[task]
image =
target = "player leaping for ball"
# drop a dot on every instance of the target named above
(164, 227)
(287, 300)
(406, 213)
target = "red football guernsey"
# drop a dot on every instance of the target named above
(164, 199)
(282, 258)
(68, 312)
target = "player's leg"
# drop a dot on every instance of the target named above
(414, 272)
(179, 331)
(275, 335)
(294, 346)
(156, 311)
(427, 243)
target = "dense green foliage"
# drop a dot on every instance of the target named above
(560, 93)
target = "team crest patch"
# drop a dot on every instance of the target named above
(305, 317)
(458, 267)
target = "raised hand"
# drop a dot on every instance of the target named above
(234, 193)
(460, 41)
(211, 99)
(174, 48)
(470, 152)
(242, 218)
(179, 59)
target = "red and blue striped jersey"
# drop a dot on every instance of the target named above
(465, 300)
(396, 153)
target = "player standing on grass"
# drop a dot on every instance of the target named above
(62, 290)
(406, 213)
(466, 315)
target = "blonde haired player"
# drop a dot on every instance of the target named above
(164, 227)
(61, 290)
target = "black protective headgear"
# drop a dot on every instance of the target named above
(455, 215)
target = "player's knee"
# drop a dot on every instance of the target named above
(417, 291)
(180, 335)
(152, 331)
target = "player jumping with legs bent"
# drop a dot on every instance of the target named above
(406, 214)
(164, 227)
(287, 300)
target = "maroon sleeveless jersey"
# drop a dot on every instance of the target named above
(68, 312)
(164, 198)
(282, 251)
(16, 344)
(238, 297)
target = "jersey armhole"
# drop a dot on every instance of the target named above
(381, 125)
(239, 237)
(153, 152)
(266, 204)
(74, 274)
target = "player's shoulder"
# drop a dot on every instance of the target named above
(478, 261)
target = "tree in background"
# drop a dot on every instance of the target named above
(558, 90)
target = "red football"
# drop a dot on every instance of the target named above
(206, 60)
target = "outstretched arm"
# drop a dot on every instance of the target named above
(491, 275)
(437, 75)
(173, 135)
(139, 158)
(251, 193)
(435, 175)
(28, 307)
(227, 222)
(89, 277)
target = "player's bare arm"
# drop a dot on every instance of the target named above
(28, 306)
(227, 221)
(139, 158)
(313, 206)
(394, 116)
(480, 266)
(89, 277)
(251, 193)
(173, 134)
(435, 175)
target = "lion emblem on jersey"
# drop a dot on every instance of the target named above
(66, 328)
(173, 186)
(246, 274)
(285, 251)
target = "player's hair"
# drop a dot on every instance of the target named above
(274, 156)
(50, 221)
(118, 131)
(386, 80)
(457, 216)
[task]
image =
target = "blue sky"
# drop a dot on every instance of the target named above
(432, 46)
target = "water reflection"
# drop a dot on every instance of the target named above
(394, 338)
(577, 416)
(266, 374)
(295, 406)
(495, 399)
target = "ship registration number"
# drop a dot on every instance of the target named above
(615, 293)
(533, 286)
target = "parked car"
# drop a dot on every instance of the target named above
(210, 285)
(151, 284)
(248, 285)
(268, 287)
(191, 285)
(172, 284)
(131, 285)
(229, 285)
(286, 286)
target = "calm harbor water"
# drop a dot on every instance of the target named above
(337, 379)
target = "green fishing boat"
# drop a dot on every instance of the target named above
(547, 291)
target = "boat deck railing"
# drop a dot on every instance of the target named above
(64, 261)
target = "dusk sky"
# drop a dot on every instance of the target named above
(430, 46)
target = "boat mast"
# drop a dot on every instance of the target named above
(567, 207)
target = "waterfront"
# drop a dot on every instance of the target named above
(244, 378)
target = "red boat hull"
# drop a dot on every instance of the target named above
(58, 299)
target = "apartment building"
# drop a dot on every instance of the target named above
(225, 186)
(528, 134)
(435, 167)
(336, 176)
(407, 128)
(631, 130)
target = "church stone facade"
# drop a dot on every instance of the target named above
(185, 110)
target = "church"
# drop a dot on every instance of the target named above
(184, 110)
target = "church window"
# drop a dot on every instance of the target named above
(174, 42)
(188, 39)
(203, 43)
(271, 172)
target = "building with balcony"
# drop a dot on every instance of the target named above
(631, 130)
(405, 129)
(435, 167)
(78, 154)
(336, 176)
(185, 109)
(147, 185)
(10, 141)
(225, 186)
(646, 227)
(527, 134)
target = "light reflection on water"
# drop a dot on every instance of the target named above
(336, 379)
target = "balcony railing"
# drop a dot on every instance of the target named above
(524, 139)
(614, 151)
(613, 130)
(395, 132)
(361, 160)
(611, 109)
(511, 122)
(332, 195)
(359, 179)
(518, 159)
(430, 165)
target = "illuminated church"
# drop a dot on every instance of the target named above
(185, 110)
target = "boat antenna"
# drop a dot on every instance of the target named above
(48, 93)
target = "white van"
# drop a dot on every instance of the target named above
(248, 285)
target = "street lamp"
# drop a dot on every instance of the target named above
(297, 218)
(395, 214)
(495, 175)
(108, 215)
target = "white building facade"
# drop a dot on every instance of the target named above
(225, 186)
# # #
- [The problem] How many lines in the items above contain the string "building", counting case? Reply with the number only.

- [The reply] 3